Provided passage:
········

And writing is awesome…I'm 7/10 done with my novella (yup), I think my epic poem about Detroit is finished (yeah I know) and I got an idea for an updated Desiderata-type bit of prose that's only about 1/3 finished but really fun (shut up hehe).  

The key to difficult times is knowing where your keys are.  Mine are in taiji, in writing, and in being able to communicate with people — having contact and conversations, and maybe also some drinking and snogging if I'm lucky.  ;)  So however tricky and tired and expensive and etcetera things are lately, I know that I'm doing okay, because I know what lights to measure by. 

May yours be known and shine bright, too!

March 29, 2013   No Comments

This is why I say I suck at it.

 

Yes, those are warm-ups.

Yes, I know people whose warm-ups look much like this.  (Mine look sort of like this too, but only if you take it apart into components and do it at half speed and three-quarters as far. ;)

I've been rededicating myself to my martial studies this past month — with good results; I'm sore in places I can't describe again! — both for obvious reasons and as part of the NYE project, which connection I hope I'll explain in another video soon.

Anyway, the moral of the video is that if you love something and do it well, even the warm-ups will be badass!

(You think I'm joking, but I'm not…)

February 24, 2013   No Comments

The Tyranny of the Ten Thousand Things

There are approximately ten thousand posts backed up in my brain right now, but I've no idea when I'll get a chance to write them, so instead you get one of the (many!) good bits from the Tao Te Ching:

In dwelling, be close to the land.

In meditation, go deep in the heart.

In dealing with others, be gentle and kind.

In speech, be true.

In ruling, be just.

In business, be competent.

In action, watch the timing.


No fight: No blame.


-Chapter Eight

March 13, 2012   Comments Off

Refocusing in Adulthood

I had one of those tiny physical moments yesterday that explodes into a psychological OH YEAH DUH … that was a moment, literally an otherwise meaningless moment in the shower, of refocusing.

Life is powerfully, powerfully distracting, especially as you slam into full adulthood and all the filters that kept out various influences are removed.  This isn't oops-too-much-RSS-browsing distraction; this is full-on fight-or-flight-level hardcore psychological distraction.

Some examples:

  • Faced with the insecurities of providing for yourself and others, of economic wibbly-wobbliness and the suddenly finite number of years before retirement, you throw yourself into working and saving money (easily 80h/wk, all told)

········

Raw records:
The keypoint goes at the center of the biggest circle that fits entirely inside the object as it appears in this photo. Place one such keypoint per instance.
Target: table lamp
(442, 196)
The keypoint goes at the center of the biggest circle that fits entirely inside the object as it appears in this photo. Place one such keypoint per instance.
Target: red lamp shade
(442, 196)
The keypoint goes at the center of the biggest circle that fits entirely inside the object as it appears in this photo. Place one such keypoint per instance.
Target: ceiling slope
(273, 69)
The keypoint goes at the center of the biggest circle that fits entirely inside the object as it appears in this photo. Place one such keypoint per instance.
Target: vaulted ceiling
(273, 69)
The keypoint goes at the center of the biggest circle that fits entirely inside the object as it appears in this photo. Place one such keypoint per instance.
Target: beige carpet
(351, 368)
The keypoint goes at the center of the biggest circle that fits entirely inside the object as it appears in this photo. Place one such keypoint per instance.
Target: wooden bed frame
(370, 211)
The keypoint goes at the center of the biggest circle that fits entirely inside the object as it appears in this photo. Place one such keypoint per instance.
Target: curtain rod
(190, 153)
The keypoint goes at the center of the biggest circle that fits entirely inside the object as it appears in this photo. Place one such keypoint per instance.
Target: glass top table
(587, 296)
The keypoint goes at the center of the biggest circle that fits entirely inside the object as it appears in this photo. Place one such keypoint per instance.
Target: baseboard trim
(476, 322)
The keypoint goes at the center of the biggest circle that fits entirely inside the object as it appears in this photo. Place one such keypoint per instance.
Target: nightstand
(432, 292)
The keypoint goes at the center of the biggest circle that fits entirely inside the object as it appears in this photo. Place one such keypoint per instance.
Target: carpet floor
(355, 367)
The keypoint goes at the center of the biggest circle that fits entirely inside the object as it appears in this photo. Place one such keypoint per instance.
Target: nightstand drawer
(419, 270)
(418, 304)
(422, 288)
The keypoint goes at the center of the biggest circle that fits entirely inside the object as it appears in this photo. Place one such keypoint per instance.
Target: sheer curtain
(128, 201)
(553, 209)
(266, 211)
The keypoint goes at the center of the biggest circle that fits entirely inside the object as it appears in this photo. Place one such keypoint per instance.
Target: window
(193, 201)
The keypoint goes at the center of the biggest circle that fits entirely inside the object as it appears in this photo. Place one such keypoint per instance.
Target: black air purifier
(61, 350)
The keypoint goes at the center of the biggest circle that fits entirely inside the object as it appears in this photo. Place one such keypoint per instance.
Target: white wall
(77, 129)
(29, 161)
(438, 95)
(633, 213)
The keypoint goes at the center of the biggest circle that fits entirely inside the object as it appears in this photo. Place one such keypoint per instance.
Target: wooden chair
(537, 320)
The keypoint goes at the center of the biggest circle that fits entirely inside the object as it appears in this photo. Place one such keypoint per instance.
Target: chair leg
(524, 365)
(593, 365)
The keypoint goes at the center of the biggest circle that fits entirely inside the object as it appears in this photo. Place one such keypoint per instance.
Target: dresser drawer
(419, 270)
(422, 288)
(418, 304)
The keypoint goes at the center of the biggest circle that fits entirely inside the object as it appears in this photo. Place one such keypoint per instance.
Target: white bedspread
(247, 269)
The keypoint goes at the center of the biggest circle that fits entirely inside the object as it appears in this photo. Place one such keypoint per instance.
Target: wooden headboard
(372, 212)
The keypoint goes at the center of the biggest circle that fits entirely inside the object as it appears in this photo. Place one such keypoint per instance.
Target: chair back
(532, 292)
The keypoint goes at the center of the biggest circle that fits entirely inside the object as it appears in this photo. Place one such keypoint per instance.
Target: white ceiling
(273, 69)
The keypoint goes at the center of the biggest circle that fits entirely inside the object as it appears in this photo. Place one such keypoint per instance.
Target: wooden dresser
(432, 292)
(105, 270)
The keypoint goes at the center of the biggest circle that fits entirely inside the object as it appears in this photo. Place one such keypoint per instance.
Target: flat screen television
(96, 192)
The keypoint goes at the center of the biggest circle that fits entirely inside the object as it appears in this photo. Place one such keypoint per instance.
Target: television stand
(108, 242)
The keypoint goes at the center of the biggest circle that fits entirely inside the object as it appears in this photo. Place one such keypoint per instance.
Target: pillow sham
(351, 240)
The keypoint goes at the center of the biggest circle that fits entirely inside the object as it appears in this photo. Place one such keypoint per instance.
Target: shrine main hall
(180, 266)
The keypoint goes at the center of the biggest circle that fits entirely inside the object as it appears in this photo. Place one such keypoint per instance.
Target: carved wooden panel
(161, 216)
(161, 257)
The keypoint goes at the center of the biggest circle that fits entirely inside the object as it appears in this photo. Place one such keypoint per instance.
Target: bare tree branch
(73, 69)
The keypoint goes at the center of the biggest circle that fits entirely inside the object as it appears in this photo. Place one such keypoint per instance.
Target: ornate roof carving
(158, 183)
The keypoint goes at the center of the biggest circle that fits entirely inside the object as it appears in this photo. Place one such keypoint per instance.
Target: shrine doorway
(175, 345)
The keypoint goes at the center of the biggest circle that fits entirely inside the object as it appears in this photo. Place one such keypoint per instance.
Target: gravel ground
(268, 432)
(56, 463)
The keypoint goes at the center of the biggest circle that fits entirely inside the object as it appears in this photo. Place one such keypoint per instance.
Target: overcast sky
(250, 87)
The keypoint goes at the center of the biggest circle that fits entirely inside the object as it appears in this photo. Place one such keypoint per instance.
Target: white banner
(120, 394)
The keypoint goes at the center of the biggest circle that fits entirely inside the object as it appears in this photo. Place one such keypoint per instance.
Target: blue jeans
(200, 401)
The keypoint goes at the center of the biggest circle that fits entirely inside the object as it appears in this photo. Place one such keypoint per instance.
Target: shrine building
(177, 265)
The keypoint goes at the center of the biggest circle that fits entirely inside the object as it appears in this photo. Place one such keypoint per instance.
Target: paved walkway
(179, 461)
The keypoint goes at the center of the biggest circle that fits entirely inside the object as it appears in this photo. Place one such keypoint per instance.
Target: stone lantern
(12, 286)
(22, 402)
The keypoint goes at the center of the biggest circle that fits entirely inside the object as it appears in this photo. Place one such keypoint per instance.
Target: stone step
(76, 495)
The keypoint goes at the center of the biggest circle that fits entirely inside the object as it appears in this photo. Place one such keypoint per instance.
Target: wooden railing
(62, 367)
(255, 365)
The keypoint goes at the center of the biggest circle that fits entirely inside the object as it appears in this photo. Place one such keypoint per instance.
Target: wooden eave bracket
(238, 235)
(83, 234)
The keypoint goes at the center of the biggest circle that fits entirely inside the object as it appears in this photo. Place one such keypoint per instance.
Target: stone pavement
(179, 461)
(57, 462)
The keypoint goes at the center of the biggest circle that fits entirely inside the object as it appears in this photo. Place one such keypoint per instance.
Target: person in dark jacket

········

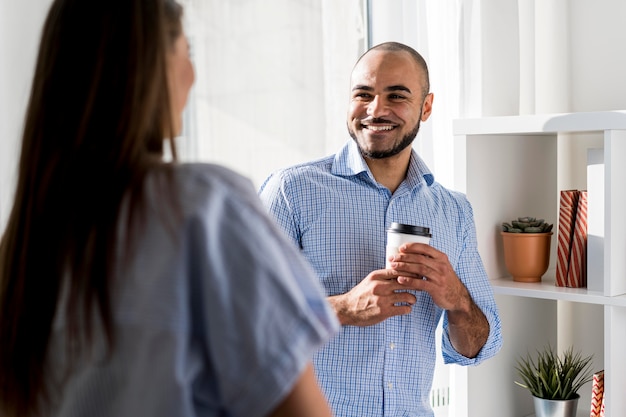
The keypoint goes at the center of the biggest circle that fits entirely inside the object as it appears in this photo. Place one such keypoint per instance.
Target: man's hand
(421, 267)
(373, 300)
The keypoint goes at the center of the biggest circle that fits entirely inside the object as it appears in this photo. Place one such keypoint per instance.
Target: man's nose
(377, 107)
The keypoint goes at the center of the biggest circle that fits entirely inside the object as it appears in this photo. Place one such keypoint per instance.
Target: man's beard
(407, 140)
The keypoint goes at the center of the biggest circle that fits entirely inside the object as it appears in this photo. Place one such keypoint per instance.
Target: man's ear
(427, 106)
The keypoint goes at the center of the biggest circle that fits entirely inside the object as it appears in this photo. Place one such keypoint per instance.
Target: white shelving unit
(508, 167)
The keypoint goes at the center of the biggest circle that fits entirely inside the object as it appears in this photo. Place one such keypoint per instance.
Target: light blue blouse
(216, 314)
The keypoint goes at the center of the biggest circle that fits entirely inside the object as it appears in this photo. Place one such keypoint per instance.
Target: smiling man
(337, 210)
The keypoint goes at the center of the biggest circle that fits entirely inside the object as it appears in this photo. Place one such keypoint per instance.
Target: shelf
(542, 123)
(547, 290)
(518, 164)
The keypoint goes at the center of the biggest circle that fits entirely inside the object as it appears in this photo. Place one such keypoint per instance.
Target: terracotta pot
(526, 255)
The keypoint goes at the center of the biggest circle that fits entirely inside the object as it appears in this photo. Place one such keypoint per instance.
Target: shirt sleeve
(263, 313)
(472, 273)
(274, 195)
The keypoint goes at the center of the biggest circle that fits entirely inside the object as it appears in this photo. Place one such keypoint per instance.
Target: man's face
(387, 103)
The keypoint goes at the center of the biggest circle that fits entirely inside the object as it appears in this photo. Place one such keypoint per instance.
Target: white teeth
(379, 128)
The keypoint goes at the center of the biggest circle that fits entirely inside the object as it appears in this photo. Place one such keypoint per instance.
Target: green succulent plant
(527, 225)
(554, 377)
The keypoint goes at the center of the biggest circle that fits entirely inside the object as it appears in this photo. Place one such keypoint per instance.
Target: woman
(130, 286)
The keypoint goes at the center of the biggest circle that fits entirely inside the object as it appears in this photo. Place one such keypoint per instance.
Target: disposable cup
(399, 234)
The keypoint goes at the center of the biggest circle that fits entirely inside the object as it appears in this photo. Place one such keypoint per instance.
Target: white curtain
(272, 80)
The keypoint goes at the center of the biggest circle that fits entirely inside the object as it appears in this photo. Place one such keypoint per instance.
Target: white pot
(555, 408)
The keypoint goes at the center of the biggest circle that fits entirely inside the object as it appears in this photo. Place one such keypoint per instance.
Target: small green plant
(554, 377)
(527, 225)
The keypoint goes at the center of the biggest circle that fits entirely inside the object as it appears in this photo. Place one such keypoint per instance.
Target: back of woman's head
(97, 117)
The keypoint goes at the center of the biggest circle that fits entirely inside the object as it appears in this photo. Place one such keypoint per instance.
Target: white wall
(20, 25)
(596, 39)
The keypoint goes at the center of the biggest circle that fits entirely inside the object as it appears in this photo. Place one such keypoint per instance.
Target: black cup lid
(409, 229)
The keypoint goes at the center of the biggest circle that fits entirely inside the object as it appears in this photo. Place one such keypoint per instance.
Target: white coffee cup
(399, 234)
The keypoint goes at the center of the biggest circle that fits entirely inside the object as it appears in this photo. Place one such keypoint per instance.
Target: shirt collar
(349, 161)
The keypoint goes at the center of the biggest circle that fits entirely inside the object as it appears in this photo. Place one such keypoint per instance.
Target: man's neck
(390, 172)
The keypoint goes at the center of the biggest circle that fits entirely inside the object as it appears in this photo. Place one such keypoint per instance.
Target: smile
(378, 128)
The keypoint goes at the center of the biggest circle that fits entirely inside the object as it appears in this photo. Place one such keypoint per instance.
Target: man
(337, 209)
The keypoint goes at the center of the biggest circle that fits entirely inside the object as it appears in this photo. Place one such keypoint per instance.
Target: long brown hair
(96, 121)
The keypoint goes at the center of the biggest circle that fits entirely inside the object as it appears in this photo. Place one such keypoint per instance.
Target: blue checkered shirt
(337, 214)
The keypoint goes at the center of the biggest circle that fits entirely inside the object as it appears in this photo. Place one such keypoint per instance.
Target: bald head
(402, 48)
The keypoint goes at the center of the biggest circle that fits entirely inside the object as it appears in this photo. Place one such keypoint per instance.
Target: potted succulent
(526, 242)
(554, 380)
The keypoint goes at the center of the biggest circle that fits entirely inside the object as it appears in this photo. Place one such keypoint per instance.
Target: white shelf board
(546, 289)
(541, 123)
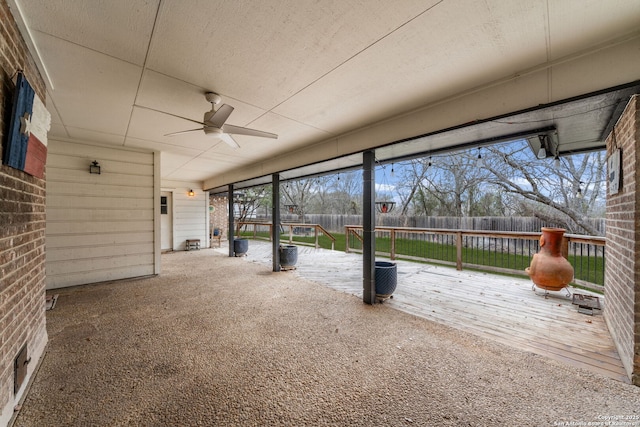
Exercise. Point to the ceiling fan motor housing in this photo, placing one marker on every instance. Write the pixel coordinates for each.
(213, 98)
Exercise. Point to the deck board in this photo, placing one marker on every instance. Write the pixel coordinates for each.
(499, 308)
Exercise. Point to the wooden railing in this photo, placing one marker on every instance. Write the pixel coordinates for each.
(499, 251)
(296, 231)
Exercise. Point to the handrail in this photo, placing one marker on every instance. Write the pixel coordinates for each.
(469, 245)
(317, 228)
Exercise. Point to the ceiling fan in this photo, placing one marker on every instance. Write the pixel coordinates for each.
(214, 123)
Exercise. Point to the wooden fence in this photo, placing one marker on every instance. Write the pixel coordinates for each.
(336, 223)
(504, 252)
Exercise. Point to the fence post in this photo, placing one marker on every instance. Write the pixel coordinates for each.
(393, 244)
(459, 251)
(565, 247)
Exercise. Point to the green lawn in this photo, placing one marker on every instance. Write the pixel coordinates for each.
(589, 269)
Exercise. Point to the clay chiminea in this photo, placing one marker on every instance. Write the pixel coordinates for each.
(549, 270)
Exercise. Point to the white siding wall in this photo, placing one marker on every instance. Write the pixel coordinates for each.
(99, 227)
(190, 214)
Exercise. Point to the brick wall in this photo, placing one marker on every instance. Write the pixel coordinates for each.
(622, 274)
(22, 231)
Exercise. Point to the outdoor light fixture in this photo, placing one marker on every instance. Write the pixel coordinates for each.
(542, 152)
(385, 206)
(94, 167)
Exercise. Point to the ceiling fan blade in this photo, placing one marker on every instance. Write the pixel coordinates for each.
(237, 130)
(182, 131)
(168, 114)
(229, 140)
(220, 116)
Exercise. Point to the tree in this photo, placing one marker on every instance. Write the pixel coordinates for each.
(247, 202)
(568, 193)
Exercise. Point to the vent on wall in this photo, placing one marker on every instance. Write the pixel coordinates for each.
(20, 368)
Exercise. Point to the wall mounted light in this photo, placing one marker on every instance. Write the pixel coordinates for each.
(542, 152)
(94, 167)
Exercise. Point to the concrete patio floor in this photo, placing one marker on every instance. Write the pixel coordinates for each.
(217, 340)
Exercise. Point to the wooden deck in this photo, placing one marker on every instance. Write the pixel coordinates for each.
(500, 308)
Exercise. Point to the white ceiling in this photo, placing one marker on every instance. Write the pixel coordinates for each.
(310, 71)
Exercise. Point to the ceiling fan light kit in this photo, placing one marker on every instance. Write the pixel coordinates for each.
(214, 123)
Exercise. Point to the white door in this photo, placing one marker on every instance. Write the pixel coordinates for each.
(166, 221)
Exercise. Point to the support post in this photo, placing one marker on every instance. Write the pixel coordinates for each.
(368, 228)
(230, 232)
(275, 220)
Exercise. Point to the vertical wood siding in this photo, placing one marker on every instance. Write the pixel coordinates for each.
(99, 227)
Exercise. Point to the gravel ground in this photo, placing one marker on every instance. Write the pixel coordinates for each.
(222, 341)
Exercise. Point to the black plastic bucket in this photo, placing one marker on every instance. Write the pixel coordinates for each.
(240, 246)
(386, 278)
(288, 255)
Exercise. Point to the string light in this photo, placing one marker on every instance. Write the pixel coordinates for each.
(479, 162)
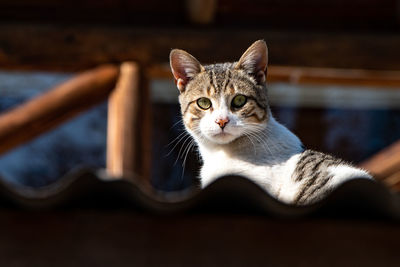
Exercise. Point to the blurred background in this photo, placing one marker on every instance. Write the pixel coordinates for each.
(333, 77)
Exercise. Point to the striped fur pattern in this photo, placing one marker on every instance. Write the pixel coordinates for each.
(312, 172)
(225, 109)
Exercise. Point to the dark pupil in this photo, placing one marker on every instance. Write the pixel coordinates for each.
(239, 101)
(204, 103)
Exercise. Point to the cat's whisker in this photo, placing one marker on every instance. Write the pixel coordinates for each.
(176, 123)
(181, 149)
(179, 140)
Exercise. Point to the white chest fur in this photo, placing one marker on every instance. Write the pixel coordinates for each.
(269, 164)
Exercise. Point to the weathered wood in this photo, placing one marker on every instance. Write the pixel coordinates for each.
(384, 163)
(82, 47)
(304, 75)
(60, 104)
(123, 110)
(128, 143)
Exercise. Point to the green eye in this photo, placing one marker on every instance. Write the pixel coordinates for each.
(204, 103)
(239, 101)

········

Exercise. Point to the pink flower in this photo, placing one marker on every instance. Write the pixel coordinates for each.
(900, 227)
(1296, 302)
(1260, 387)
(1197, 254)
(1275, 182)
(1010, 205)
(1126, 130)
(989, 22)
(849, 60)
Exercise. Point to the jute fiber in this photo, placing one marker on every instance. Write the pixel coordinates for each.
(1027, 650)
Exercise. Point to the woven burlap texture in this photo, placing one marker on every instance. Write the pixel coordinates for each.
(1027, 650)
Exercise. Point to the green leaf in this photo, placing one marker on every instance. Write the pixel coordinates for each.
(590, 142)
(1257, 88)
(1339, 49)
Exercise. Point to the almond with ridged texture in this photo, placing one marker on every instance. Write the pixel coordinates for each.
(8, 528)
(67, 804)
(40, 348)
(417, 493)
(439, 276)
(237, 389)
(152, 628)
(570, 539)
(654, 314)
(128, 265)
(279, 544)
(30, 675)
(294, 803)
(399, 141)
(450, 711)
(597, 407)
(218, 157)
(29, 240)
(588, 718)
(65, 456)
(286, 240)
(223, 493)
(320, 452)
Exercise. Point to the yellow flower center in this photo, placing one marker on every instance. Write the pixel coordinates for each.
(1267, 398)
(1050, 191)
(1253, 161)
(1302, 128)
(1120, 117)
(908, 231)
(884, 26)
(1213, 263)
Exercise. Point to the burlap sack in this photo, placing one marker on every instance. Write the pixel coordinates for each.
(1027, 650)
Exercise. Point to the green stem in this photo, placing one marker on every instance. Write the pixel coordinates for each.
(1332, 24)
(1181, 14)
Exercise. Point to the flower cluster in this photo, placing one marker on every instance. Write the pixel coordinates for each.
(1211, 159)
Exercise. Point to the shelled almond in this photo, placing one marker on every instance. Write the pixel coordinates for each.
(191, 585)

········

Set task 1: The blog excerpt quotes lines from the Tao Te Ching that each open with "In." List every area of life those lines name.
Set task 2: Extract a passage from the blog excerpt. Begin at the words "And writing is" and stop after "to measure by.".

Output 1: dwelling, meditation, dealing with others, speech, ruling, business, action

Output 2:
And writing is awesome…I'm 7/10 done with my novella (yup), I think my epic poem about Detroit is finished (yeah I know) and I got an idea for an updated Desiderata-type bit of prose that's only about 1/3 finished but really fun (shut up hehe).  

The key to difficult times is knowing where your keys are.  Mine are in taiji, in writing, and in being able to communicate with people — having contact and conversations, and maybe also some drinking and snogging if I'm lucky.  ;)  So however tricky and tired and expensive and etcetera things are lately, I know that I'm doing okay, because I know what lights to measure by.